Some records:
______________________________
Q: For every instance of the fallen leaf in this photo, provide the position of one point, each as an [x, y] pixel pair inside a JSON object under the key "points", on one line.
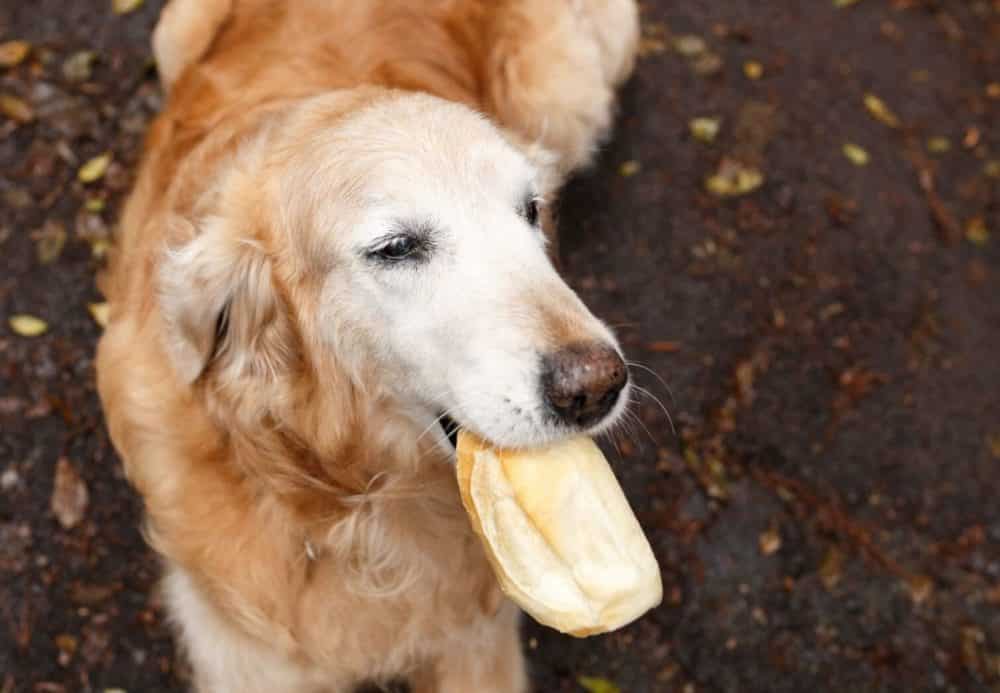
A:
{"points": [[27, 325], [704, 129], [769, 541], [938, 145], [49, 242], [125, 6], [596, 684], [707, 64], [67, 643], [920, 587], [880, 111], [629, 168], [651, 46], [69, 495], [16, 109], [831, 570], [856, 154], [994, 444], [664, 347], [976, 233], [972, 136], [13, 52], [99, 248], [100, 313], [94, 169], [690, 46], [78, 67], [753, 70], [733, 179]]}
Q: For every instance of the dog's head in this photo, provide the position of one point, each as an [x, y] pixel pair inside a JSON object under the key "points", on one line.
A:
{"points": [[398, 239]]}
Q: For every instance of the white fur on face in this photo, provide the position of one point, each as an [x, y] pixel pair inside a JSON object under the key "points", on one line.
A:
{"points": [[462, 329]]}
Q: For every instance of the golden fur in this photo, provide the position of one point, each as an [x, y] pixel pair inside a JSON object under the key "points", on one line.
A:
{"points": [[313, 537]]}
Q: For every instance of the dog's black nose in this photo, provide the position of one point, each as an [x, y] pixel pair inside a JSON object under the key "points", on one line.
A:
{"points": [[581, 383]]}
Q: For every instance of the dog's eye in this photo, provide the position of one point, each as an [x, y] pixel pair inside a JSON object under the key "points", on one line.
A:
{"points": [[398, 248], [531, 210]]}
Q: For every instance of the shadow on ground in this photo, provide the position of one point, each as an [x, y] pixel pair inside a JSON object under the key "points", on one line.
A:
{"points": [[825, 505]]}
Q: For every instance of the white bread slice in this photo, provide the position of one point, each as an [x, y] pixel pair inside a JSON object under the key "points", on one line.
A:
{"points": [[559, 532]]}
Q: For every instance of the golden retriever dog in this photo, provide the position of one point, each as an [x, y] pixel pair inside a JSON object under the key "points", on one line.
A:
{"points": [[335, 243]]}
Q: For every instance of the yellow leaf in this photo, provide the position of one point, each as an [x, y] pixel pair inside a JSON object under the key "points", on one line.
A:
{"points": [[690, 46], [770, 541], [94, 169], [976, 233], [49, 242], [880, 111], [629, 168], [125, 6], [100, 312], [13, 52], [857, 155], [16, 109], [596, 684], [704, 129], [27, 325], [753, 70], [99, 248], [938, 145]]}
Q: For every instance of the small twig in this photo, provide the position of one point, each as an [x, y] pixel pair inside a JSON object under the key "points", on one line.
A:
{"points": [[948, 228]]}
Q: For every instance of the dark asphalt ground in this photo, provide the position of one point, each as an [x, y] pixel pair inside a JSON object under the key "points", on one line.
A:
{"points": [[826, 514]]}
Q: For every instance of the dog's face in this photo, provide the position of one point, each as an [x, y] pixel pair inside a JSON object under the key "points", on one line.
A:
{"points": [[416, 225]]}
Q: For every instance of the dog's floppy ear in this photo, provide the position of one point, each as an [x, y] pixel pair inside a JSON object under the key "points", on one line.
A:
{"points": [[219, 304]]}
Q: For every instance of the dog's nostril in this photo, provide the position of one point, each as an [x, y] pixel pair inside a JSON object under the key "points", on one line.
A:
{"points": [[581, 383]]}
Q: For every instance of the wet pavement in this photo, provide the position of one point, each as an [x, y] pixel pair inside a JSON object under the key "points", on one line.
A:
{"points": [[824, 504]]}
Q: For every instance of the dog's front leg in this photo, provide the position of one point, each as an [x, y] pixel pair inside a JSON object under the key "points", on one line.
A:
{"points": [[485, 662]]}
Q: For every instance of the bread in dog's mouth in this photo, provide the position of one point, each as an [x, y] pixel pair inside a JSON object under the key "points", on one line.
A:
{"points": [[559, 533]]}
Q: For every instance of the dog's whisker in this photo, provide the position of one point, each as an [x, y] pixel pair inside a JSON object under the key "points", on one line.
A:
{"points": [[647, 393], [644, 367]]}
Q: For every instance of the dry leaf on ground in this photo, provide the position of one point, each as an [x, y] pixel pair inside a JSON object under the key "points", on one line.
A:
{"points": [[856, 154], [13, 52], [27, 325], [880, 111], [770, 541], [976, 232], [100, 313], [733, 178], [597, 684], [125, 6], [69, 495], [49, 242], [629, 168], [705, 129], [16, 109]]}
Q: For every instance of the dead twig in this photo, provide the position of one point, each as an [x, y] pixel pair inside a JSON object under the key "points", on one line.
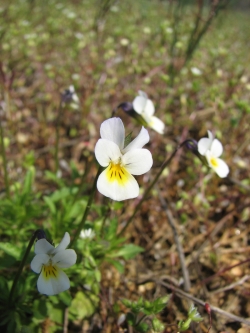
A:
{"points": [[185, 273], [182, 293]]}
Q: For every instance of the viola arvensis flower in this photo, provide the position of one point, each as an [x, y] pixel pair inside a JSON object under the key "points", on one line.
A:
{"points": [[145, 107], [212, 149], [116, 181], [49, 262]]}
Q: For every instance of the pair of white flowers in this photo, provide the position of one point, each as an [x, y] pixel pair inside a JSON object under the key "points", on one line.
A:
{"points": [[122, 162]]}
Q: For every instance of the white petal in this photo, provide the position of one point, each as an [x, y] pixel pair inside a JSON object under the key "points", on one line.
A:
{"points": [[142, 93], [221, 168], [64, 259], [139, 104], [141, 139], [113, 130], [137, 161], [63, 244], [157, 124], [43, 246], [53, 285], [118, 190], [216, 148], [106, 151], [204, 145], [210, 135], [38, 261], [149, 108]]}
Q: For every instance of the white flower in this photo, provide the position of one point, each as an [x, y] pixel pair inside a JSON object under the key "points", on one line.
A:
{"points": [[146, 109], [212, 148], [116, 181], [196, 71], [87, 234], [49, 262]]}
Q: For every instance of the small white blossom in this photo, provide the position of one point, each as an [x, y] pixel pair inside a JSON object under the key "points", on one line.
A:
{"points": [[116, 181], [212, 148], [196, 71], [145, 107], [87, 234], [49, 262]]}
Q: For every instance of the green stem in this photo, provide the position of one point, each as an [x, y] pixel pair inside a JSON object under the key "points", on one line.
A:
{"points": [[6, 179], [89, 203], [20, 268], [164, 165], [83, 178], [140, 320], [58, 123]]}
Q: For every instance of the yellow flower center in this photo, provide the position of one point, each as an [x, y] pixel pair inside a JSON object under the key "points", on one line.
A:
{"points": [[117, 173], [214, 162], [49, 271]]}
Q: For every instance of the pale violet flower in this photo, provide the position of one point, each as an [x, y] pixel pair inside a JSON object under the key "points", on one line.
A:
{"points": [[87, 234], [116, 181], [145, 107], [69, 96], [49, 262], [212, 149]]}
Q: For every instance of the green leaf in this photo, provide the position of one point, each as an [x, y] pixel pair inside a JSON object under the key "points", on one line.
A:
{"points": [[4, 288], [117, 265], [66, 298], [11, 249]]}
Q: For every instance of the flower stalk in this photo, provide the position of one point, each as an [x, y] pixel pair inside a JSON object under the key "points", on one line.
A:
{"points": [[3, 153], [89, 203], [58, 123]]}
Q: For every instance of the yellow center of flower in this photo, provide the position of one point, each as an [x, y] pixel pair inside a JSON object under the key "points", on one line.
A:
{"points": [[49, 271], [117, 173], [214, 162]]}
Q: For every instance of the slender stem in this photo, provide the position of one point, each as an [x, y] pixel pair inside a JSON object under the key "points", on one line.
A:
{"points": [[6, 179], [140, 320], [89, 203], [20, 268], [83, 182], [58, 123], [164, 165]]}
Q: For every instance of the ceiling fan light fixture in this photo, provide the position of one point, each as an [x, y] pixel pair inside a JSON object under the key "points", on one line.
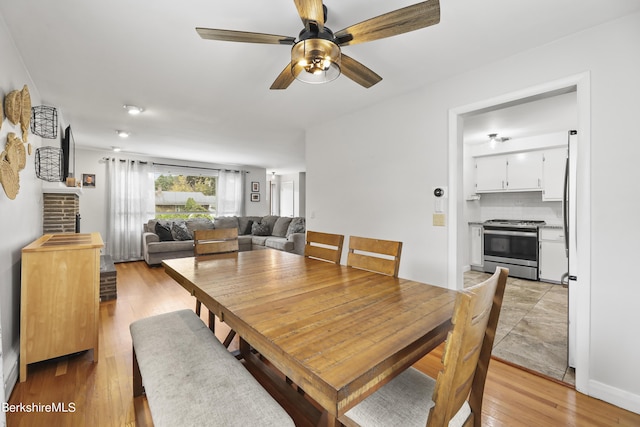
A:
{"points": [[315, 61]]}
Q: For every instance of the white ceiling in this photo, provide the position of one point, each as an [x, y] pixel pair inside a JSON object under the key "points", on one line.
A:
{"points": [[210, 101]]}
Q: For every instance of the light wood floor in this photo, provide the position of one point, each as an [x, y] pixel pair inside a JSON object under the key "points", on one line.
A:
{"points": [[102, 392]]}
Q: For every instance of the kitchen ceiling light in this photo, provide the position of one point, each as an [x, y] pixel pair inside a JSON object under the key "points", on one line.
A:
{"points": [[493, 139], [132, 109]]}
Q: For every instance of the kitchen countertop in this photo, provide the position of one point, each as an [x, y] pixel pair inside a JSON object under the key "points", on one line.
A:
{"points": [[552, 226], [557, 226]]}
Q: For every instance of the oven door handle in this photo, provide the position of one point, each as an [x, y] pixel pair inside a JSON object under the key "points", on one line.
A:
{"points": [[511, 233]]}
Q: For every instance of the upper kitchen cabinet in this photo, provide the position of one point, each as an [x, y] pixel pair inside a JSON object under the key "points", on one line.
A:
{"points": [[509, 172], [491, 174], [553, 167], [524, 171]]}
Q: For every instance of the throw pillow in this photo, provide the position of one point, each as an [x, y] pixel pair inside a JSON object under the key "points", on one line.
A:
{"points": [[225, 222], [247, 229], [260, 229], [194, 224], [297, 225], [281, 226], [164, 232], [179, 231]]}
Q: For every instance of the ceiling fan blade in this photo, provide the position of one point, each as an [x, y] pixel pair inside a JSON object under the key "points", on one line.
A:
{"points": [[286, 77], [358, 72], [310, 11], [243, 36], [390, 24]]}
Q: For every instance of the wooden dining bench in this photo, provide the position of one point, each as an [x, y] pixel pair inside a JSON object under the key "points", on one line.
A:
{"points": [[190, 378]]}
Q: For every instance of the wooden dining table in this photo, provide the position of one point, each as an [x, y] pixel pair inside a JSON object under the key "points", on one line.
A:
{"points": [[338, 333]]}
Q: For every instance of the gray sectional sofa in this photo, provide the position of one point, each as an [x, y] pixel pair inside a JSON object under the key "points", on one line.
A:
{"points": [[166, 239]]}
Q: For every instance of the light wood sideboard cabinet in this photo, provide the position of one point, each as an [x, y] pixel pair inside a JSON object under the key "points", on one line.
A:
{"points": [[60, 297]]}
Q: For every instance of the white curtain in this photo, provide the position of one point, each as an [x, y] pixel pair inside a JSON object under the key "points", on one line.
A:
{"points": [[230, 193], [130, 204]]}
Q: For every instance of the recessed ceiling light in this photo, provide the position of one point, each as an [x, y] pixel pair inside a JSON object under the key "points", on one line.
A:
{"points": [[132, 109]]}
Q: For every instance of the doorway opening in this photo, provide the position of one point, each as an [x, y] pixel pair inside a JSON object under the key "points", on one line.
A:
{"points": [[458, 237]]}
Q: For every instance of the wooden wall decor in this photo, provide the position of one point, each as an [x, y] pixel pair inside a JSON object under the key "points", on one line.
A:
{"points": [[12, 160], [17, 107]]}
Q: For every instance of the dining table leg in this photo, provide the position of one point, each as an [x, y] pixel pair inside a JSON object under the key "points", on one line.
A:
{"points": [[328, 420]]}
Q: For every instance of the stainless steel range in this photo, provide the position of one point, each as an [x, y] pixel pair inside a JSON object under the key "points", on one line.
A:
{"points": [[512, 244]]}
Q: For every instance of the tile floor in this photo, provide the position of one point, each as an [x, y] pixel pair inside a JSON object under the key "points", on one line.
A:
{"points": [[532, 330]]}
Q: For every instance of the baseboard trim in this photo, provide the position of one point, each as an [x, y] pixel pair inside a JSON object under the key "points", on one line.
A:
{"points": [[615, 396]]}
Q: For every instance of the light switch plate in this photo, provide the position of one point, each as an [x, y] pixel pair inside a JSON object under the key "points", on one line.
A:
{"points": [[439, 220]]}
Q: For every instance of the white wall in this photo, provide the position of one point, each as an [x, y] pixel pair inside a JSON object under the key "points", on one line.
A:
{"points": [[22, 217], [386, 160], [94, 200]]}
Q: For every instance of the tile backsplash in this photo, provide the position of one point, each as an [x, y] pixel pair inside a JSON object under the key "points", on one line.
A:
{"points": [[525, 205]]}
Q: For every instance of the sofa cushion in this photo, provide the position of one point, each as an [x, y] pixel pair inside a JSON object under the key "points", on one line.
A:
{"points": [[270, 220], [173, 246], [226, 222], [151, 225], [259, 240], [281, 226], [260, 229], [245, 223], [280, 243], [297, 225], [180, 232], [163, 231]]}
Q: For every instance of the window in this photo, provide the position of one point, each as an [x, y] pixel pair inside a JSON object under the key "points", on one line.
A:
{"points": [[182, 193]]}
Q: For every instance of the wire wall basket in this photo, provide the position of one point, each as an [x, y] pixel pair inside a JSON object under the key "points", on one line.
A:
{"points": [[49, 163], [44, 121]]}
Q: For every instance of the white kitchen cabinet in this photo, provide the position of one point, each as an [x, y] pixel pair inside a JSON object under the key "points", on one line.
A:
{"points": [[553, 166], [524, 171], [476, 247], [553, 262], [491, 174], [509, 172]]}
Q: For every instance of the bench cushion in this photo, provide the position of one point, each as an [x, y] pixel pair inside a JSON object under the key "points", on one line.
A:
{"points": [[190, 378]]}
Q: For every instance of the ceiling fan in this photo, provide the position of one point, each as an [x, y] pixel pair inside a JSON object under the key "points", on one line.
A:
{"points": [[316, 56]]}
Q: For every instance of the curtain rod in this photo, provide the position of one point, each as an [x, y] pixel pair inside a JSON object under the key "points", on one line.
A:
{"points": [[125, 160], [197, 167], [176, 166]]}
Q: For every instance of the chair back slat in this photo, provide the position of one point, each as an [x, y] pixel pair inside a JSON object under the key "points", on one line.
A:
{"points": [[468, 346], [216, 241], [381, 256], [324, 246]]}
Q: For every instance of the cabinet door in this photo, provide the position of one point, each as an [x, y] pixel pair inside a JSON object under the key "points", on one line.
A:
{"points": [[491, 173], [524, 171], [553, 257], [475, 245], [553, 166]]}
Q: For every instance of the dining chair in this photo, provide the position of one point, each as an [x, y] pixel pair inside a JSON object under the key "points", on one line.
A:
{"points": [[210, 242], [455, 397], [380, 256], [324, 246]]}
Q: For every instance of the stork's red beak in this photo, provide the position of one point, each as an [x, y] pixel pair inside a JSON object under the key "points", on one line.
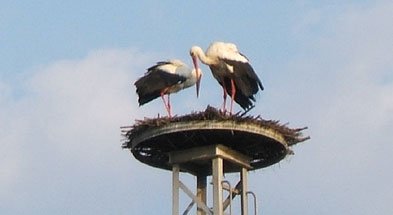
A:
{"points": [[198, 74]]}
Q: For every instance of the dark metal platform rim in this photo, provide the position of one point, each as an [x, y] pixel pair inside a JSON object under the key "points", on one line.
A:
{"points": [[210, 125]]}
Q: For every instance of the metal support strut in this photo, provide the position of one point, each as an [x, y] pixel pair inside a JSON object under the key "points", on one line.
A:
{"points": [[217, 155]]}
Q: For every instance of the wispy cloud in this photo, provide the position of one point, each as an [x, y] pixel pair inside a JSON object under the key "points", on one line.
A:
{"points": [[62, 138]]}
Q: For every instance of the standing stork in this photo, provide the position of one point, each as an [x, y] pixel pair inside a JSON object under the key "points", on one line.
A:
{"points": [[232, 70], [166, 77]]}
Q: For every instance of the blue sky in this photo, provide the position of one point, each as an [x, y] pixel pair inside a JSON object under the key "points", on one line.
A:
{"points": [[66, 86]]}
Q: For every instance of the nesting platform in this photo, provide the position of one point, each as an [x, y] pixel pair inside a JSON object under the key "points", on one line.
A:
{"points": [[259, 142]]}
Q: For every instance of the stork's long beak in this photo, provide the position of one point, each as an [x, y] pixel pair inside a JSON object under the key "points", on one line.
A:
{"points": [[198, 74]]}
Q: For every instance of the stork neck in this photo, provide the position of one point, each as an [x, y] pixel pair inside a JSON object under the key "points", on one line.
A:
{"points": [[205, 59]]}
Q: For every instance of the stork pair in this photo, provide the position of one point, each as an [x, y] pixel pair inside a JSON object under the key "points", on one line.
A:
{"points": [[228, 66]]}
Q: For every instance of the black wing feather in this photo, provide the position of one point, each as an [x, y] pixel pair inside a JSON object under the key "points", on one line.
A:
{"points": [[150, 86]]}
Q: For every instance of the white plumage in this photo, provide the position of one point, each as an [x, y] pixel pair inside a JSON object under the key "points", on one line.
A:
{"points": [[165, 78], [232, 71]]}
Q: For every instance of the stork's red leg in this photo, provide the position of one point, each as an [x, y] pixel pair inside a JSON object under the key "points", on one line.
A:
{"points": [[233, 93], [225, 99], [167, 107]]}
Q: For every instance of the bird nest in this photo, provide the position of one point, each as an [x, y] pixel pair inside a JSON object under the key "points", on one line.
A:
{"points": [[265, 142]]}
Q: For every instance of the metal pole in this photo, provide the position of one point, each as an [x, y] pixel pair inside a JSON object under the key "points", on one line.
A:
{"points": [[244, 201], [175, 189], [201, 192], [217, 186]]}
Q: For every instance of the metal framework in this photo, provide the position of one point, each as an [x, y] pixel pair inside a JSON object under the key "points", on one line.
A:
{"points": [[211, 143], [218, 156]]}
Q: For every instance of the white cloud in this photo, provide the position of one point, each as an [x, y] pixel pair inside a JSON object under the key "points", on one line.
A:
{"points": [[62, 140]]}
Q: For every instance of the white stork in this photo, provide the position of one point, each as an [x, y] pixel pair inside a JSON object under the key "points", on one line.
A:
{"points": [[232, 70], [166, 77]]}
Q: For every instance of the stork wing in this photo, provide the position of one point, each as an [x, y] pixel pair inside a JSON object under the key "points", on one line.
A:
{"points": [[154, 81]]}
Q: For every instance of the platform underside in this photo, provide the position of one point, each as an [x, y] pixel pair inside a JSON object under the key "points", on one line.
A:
______________________________
* **PROBLEM STATEMENT**: Take the line with "Q: For every instance of the white cloud" and all lines after it to the last line, and reproduce them exactly.

* **FINISHED ANSWER**:
Q: For every instance of the white cloud in this photo, provide the position of one point, each as an [x, y] pixel pair inside a JSON object under the key "points", on one line.
A:
{"points": [[62, 140]]}
Q: For every instance of the white stork in this photo, provide the position of one point, each as an [x, y] pixel pair inside a JSON object under the key "points", on one line.
A:
{"points": [[232, 70], [166, 77]]}
Q: For every instance of the stork wing in this photo, provide the position of one point, each as an [x, y] pixel pair inside a JSON object under the key "points", on one line.
A:
{"points": [[154, 81]]}
Q: For every instance of the platform underside in this photo, provide the position of one point, each as an [x, y] pixel pair inside a JSON object under the key "points", on one line.
A:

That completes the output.